_EXERCISE DESCRIPTION:_ Find how many lines in the data below mention "surface". Give the number only.
(MATERIAL FOR THIS EXERCISE begins)
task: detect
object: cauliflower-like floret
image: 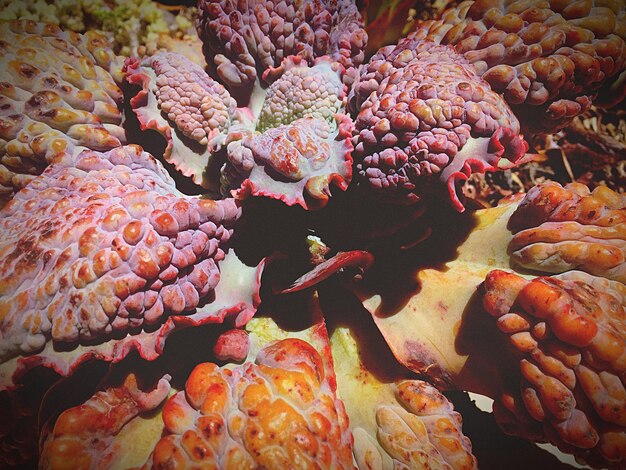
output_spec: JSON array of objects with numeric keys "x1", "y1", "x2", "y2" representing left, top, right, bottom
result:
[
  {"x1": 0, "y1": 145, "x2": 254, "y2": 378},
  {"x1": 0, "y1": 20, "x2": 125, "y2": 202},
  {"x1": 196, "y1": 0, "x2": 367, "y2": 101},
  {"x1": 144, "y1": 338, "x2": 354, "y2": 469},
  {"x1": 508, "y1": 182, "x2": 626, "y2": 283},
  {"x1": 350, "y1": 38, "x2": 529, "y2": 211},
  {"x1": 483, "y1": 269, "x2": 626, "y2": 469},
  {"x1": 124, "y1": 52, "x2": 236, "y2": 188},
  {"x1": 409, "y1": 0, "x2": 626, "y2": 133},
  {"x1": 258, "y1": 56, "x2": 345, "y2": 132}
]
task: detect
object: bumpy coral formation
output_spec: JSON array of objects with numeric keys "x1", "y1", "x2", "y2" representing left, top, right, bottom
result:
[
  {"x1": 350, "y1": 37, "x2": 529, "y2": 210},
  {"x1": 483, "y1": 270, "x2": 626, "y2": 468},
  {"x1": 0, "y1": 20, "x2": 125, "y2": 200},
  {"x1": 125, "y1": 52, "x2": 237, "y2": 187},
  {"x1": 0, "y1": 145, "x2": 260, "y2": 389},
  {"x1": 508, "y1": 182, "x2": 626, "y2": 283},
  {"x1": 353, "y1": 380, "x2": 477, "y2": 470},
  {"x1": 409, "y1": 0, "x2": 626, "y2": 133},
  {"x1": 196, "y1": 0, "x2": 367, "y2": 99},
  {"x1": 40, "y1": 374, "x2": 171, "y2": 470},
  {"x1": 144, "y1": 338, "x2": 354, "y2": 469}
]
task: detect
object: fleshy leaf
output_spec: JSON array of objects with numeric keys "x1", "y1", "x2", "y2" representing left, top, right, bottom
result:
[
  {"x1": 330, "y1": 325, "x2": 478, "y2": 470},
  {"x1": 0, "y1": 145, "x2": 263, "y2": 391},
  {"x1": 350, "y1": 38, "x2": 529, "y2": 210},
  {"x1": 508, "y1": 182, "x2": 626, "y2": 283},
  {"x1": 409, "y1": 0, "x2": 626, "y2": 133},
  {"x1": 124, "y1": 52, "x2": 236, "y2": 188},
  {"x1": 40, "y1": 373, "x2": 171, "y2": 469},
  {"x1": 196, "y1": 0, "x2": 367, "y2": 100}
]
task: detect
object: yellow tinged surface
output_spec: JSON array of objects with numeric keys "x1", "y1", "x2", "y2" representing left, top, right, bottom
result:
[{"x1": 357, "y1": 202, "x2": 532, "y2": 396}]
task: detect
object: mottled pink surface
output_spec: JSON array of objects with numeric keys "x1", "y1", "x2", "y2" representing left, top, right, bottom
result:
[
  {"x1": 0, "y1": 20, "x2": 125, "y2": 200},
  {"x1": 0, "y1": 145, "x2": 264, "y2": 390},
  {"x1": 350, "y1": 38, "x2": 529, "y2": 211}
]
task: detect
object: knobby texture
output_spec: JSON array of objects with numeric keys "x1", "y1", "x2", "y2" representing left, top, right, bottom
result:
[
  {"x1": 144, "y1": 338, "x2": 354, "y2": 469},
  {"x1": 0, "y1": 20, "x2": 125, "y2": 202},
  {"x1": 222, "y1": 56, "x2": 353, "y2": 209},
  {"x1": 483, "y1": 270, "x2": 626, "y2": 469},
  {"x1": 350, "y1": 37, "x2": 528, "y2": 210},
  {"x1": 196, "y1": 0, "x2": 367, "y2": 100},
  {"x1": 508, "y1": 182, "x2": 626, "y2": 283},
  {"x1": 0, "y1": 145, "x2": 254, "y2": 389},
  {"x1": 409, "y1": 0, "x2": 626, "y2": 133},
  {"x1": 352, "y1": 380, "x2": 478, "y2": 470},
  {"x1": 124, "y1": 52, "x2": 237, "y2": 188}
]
(MATERIAL FOR THIS EXERCISE ends)
_TASK RESPONSE:_ 2